Sumber:
Pengajian Keseratus
Duapuluh Tiga (123),
Assalamu’alailkum
War. Wab.
Bismillahirrahmanirrahiem.
“Dan ingatlah ketika Ibrahim berkata,”Tuhanku
jadikanlah negeri ini sebagai negeri yang aman, dan anugerahkanlah rezeki
buah-buahan kepada sebagian penduduknya yang beriman kepada Allah dan hari
akhir.” Allah berfirman,”Juga kepada orang-orang kafir pun Kuberi kesenangan
singkat, kemudian Kuseret dia kedalam adzab neraka yang merupakan tempat
kembali yang paling buruk.” : Al-Baqoroh : 126.
Seperti
tradisi pengajian ini, kita akan membahas kandungan ayat ini dengan pendekatan
ekelektik-multiperspektif secara holistis, baik dari perspektif teologi,
antropologi, historiografi maupun psikologi dll secara komprehensif, untuk
memperolah kedalaman dan hikmah yang setinggi-tingginya dari substansi ayat
ini.
Pokok Bahasan
Ayat
ini berkisah tentang doa Nabi Irahim a.s yang secara subyektif diartikan oleh
para mufassirin sebagai doa bagi tanah Haram, yaitu Mekah dan bagi ras
keturunan Ibrahim. Substansi doa Ibrahim berisi sublimasi tiga prinsip dasar,
yaitu kemakmuran, keamanan dan keimanan.
Jumhur mufassirin membatasi pada makna harfiah. Jika dikaji secara
komprehehsif, sudah tentu makna dalam ayat ini
mengandung pula nilai transenden. Jumhur mufassirin berpijak pada makna ‘hadzaa baladan’ :’ negeri ini’ yang
diartikan secara harfiah sebagai kota Mekah atau
negeri Hejaz secara keseluruhan. Landasan ini
membawa konsekwensi logis pada pemahaman harfiah bagi keseluruhan ayat ini.

Instruksi: Lanjutkan kajian tentang doa Nabi Ibrahim dalam Al-Baqarah ayat 126 di atas, mulai sesudah kalimat terakhirnya.

Data yang Diberikan:
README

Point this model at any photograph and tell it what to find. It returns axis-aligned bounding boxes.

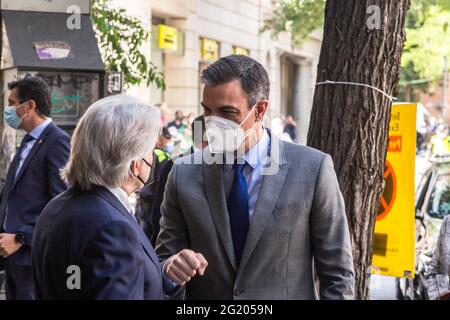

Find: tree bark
[308,0,410,299]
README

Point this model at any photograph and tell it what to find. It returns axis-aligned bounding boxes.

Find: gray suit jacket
[156,135,354,299]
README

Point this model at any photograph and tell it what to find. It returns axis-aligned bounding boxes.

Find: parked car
[397,159,450,300]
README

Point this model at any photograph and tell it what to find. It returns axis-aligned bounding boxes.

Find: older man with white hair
[32,95,206,299]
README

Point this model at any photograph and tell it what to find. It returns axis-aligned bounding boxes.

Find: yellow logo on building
[158,24,178,51]
[201,38,219,62]
[372,104,417,278]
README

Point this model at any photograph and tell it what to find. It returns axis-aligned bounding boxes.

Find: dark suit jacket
[0,123,70,265]
[32,187,169,300]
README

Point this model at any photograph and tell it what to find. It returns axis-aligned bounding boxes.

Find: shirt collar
[107,188,132,214]
[29,118,52,140]
[243,129,270,169]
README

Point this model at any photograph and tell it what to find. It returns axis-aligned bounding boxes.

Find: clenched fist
[164,249,208,286]
[0,233,22,258]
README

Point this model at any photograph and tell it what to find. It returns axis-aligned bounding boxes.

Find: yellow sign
[201,38,219,62]
[158,24,178,51]
[372,104,417,278]
[233,47,249,56]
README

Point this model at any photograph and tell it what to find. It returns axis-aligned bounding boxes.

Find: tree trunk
[308,0,410,299]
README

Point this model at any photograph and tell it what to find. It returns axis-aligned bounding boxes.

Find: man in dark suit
[0,76,70,300]
[32,95,195,300]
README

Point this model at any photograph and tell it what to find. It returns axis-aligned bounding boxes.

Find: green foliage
[402,6,450,80]
[261,0,326,46]
[92,0,166,90]
[398,0,450,101]
[261,0,450,99]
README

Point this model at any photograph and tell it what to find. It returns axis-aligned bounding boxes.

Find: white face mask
[205,105,256,153]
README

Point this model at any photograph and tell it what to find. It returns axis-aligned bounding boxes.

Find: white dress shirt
[15,118,52,178]
[237,129,270,219]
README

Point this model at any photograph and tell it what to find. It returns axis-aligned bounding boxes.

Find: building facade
[113,0,322,144]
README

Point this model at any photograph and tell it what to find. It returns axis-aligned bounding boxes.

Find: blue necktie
[0,134,34,230]
[227,164,250,265]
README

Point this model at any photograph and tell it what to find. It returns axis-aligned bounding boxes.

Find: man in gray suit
[157,55,354,299]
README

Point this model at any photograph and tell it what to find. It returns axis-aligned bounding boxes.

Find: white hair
[61,95,161,191]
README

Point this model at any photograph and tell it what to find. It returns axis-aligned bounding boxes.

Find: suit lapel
[11,122,55,189]
[93,187,160,267]
[238,131,289,274]
[203,164,237,271]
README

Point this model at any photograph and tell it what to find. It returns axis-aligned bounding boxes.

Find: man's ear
[130,160,139,177]
[256,100,269,121]
[27,100,39,114]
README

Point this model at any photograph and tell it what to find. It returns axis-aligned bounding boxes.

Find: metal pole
[441,56,450,121]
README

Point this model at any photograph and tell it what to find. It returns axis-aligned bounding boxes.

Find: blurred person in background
[284,116,297,141]
[0,76,70,300]
[167,110,185,130]
[270,117,292,142]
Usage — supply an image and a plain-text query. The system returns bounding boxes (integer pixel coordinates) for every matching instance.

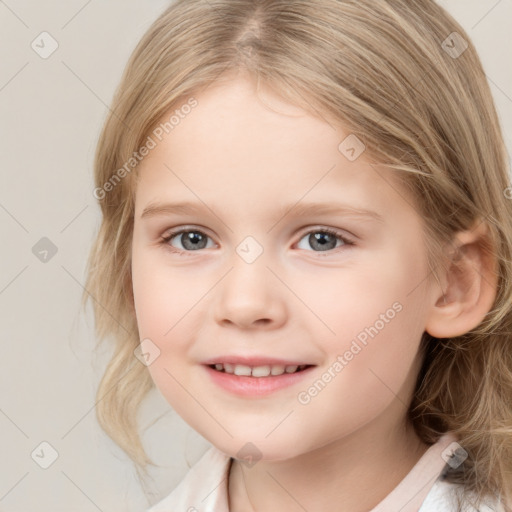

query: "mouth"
[208,363,313,378]
[204,361,316,398]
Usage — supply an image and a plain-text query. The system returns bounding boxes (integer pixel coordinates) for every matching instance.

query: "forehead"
[137,78,412,220]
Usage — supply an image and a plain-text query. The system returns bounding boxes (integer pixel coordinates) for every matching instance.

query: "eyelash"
[160,228,355,256]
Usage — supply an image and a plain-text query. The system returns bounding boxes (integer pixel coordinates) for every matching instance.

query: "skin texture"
[132,76,498,512]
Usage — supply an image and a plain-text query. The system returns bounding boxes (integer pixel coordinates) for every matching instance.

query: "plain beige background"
[0,0,512,512]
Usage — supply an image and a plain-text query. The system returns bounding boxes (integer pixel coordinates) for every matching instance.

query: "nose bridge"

Jawaban Tertulis:
Tetapi jika kita berpijak pada makna. ‘qoola,
wa man kafara fa-ummatti’uhu…dst… : ‘Juga kepada orang-orang kafir-pun
Kuberi……dst…hingga akhir ayat, maka sesungguhnya makna kemakmuran, keamanan
dan keimanan mengandung pula pengertian transenden, meskipun tidak terlepas dari
makna materialnya. Secara keseluruhan doa Ibrahim mengharapkan suatu idealitas
rasional di bumi yang bersifat imitatio
dei (keadaan serupa sorga). Prinsip
kemakmuran, keamanan dan keimanan lebih bermakna logos daripada mitos. Prinsip
ini lebih banyak merupakan tuntutan rasional sosial-ekonomi dan hanya sedikit
mengandung makna teologis-mitologis, yang dalam hal ini hanya dicukupkan dengan
beriman kepada Allah dan hari akhir.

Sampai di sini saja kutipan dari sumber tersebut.